WHAT THIS TASK INVOLVES :: List every line in the data below that contains the string "hazy".

Entries for locating named things
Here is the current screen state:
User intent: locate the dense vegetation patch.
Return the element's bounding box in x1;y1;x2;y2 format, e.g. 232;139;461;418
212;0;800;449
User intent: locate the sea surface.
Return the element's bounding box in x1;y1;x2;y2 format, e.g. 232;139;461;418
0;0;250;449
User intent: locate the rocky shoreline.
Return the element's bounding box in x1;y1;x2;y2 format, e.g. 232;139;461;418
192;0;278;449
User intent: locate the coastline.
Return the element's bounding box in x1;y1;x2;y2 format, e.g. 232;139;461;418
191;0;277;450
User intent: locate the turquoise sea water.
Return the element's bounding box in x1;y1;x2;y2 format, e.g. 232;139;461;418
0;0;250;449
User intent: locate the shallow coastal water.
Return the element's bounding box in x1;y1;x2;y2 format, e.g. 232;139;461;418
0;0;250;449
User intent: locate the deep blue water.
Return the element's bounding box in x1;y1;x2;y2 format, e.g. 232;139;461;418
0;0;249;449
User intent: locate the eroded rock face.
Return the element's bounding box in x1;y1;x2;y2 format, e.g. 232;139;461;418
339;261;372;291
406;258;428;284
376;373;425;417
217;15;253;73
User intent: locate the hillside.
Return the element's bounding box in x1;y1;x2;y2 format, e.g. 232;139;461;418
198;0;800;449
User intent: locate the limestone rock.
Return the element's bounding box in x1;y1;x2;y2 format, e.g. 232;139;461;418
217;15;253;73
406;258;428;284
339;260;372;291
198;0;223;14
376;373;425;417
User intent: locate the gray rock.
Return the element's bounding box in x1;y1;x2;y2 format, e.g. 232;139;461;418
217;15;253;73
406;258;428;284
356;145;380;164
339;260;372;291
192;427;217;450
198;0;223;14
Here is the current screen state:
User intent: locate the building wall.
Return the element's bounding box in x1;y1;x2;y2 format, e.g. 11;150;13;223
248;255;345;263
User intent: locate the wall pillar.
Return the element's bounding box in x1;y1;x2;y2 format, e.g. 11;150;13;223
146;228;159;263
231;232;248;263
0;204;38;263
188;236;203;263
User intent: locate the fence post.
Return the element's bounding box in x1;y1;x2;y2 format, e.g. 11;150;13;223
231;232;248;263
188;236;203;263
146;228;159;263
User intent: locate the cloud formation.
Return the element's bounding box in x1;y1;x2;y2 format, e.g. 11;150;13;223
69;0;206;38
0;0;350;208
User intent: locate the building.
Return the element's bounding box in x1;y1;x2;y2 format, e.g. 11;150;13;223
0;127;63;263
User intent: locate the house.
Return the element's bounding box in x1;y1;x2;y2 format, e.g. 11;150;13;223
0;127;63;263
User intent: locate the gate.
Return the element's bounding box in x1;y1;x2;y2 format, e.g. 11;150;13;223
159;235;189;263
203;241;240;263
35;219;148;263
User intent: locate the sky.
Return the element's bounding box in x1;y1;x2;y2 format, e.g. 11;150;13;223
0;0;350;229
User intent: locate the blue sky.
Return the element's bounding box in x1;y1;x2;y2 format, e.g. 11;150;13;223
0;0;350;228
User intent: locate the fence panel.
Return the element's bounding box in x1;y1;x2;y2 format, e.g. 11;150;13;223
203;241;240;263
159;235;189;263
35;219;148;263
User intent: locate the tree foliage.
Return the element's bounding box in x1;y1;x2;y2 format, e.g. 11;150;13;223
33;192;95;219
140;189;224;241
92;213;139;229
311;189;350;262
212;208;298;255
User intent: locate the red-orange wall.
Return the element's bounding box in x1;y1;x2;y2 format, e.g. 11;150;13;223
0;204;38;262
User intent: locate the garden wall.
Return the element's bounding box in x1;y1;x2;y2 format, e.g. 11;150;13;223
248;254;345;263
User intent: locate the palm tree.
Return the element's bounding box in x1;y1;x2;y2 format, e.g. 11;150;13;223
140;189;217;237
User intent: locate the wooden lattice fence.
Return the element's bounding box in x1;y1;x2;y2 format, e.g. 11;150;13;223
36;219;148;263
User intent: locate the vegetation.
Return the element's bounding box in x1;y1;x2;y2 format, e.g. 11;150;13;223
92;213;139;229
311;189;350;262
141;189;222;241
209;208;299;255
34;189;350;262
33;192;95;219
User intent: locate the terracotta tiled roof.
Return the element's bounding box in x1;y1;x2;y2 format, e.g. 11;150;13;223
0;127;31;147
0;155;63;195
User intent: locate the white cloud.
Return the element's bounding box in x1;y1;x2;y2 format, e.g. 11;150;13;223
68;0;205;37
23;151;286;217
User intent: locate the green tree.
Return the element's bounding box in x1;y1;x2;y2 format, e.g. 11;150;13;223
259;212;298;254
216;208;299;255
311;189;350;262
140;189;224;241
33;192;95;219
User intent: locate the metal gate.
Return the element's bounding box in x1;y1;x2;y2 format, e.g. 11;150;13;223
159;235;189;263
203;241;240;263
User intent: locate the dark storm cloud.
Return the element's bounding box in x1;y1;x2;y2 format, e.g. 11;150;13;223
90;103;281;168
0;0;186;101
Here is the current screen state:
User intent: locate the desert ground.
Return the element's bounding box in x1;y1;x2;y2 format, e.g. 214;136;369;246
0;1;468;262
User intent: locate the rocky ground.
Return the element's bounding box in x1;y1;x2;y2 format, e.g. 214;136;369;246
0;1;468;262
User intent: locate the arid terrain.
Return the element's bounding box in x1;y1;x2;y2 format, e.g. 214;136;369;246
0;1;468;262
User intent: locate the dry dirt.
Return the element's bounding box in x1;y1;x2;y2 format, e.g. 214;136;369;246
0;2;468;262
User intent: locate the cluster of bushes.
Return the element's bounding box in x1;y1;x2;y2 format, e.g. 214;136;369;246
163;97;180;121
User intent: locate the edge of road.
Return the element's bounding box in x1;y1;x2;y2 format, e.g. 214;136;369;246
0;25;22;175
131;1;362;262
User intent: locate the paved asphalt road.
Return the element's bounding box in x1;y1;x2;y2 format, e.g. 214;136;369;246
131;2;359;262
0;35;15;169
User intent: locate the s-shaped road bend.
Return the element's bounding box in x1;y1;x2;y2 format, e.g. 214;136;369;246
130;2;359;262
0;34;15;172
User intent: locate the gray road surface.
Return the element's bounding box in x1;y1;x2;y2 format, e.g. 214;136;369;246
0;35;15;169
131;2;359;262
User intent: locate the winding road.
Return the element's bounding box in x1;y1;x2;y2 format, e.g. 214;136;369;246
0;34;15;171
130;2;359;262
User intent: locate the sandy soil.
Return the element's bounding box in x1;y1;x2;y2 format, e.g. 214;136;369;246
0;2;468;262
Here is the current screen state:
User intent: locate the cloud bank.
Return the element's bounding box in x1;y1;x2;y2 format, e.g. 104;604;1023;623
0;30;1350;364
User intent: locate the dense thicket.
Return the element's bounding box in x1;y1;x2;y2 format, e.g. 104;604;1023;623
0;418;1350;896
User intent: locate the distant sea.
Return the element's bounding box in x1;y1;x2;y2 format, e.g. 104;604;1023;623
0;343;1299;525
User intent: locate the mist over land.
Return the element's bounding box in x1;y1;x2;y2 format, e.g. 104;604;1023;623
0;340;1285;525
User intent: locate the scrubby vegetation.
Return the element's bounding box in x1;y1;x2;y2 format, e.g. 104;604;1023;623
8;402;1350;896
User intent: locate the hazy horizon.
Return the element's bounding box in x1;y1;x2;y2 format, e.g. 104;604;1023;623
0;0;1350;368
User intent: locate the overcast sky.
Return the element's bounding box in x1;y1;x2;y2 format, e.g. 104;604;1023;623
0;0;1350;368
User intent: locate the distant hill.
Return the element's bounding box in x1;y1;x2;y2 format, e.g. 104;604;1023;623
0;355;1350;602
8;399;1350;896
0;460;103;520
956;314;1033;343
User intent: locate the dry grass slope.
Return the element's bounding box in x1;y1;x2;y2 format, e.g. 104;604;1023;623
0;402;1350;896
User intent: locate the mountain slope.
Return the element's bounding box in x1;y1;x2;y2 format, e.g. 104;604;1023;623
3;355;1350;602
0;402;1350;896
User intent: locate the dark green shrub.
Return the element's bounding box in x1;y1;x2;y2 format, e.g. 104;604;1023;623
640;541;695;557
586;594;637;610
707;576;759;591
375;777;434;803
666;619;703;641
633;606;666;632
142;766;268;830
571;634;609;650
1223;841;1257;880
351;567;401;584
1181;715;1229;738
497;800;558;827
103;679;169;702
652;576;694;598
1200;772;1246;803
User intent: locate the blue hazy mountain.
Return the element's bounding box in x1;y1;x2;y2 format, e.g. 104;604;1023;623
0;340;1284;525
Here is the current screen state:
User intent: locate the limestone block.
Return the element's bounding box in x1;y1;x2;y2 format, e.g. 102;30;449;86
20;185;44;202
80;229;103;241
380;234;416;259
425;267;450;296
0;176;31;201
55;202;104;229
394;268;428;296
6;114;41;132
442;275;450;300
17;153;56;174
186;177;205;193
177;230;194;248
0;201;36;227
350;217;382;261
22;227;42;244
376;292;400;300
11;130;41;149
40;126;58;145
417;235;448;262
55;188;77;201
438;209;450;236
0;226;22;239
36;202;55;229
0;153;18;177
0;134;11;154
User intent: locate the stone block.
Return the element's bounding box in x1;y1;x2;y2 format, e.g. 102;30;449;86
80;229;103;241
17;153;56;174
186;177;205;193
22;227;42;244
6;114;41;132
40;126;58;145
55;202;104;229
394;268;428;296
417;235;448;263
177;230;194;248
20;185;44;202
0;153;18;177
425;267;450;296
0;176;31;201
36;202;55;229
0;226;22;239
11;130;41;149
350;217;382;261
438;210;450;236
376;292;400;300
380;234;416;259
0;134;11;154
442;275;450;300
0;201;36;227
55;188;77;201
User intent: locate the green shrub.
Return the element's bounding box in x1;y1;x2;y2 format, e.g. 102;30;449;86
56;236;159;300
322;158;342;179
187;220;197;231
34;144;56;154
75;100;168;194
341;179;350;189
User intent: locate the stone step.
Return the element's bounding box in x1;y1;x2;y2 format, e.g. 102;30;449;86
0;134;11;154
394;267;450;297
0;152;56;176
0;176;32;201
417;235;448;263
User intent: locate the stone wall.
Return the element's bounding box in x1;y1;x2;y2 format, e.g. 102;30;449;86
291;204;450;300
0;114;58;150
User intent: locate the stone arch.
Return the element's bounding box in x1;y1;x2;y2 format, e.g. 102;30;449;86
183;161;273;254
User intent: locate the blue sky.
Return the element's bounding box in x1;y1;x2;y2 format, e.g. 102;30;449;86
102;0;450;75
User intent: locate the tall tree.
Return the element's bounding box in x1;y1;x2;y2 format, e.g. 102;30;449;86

CORRECT RESPONSE ::
User intent: locate the hazy horizon.
User intent: locate the blue hazy mountain.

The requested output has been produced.